The interest I was claiming is not just arguable over the value (maybe 16.5, maybe 23, maybe 29%) but whether it was payable at all. It seems that although the interest is clearly and demonstrably charged to me, that didnt mean that I had actually suffered that sum as a loss. It was just an entry on a statement and I didnt actually suffer a financial loss until I made an attempt to pay off the interest. Until then I wasnt out of pocket. Inother words if the debt was running for 6years and interest kept acrueing, I would only be out of pocket when I paid the debt off. That paying off date could have been last week and therefore I could claim an amount x 6 days interest not an amount x 2000 days. Therefore my calculation should be based upon the days from my payments not from the days the interest was applied, and that indeed there was no loss at all for any days my account were in credit. My calculations missed these points entirely and should therefore be struck out. They were a mere guess at what may or may not be reclaimable and I had no evidence to support my claim, other than an average.

 

The judge said he didnt know what a google compound interest calculater was and this cast doubts as to how I had arrived at and claimed the 8% sec 69 on top of what could be wildly innacurate interest claims. I advised him that I used the courts own recomended 000.21 x £??? x days. He hadnt come across that equation either..........MY heart sank, I was stuffed. But I bet he will look it up later.

[Stated task 1]
Answer these questions from the passage about the interest claim, one per line:
(a) What three values does the writer give as possible figures for the interest?
(b) What did the judge say he did not know?
(c) What percentage under sec 69 did the writer claim on top of the interest?
[Stated task 2] Give a continuation of the passage about the interest claim, beginning after its final sentence.
The records have no connection to the passage about the interest claim.

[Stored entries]

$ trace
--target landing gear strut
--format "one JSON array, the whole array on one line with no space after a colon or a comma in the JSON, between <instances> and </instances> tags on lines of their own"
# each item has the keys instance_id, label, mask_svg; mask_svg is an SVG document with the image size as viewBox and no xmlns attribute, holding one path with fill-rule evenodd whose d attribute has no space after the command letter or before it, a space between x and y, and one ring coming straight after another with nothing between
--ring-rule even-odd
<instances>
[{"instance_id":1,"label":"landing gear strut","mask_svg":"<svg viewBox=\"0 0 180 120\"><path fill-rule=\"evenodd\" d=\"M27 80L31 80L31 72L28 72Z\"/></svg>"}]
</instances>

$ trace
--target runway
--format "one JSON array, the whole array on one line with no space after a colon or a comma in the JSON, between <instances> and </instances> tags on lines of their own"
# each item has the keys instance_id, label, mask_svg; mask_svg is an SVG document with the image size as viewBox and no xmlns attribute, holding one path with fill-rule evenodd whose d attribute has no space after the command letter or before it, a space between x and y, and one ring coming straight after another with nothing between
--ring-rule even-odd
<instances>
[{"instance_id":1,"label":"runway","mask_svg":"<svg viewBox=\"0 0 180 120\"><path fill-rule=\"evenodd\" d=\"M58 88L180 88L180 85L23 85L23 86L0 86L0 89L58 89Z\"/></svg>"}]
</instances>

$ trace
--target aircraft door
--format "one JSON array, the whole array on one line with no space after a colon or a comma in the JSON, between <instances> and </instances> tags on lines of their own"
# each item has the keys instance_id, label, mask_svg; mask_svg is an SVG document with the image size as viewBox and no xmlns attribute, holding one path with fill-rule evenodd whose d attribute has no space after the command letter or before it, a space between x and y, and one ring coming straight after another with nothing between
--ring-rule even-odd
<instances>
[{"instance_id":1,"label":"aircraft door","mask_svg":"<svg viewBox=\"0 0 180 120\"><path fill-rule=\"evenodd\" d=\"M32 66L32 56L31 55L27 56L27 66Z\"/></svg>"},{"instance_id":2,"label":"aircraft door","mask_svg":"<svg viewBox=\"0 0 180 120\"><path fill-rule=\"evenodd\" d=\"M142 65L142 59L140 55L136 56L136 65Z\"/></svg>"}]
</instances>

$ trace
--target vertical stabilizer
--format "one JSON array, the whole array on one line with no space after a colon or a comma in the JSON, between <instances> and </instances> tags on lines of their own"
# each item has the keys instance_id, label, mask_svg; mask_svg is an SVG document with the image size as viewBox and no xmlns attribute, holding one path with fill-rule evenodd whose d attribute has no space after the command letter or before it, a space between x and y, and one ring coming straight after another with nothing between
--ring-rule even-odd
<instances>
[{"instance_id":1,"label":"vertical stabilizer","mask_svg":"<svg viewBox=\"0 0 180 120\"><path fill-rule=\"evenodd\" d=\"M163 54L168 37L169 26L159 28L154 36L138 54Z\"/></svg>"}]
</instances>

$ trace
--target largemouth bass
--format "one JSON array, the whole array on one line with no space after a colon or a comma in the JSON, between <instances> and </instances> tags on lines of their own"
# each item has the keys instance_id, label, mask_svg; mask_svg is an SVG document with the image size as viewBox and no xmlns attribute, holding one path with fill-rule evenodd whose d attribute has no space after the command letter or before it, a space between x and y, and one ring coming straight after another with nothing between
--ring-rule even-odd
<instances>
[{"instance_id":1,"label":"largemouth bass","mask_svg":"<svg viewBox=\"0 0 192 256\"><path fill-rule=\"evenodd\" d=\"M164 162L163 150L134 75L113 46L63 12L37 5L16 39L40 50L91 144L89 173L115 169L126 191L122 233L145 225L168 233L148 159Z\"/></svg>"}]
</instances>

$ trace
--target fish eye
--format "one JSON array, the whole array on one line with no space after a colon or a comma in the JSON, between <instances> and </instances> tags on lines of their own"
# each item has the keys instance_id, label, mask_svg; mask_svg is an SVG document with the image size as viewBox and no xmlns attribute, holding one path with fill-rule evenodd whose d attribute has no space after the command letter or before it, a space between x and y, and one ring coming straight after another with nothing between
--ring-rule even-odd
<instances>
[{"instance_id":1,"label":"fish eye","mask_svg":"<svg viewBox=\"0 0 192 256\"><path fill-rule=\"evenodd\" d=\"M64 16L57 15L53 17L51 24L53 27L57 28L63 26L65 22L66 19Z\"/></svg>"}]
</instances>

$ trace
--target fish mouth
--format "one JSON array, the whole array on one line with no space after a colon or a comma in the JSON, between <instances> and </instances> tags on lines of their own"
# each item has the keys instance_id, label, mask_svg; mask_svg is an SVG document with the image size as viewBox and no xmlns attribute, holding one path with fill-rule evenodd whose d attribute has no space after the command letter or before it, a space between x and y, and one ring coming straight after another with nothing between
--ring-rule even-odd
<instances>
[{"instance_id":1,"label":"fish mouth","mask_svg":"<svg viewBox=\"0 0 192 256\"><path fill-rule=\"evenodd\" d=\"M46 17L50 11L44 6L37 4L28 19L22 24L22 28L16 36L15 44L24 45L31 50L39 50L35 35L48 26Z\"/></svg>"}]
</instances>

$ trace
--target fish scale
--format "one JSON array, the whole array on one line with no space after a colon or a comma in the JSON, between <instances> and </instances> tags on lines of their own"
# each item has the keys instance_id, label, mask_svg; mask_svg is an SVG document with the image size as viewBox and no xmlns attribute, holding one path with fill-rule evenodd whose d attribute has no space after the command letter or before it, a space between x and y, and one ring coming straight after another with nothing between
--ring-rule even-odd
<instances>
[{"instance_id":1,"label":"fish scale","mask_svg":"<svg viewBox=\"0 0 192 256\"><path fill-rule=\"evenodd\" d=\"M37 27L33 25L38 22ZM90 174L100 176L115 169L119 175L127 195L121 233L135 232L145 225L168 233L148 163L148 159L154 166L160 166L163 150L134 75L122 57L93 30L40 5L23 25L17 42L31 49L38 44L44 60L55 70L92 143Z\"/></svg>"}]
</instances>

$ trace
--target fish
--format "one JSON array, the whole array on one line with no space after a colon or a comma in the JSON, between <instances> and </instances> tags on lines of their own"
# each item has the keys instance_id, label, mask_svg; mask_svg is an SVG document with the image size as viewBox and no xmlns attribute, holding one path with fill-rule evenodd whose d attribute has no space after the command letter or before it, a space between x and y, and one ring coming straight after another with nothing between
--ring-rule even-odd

[Answer 1]
(a) 16.5, 23 and 29%
(b) What a google compound interest calculator was
(c) 8%

[Answer 2]
 

So to the summing up. I spoke up the best I could, the barister had one more go. The judge gave his response bit by bit. On point one, he couldnt allow the strike out, nor on point two as no legal reasons were given to support why he should. As for the interest, he suggested that the principle of whether the interest was reclaimable from date it hit my statement, or from the date I paid it, could make a huge difference to the value of the claims, but in itself was a perfectly arguable position and could be judged one way or another supported by inteligent and accurate figures. Therefore the claim would be allowed to proceed in order that these points could be argued. It then took five minutes to decide that a county court judge back in Taunton could hear that case and he would return the case accordingly. In the meantime, I was advised to be prepared to argue why interest should be claimed from date it is applied to my account rather than the date I suffered the actuall loss incurred by paying it and to be more accurate than averaging it. I believe he was not ready to strike out at that time because that meant he would effectively be judging which methods were the correct way to apply interest. He recognised that I could therefore arrive at a different (lower?) sum and NatWest and I would probably end up negotiating a settlement. He gave me the window to do just that, or have another day in court.

 

So thats that. Happy to answer questions, but no more tonight, I feel brain dead, bruised and battered............Oh nearly forgot......Halifax letter today £1080 credited to my account and £365 to another. Happy days............

 

I have copied his entry to my Natwest thread £10,000 v Natwest.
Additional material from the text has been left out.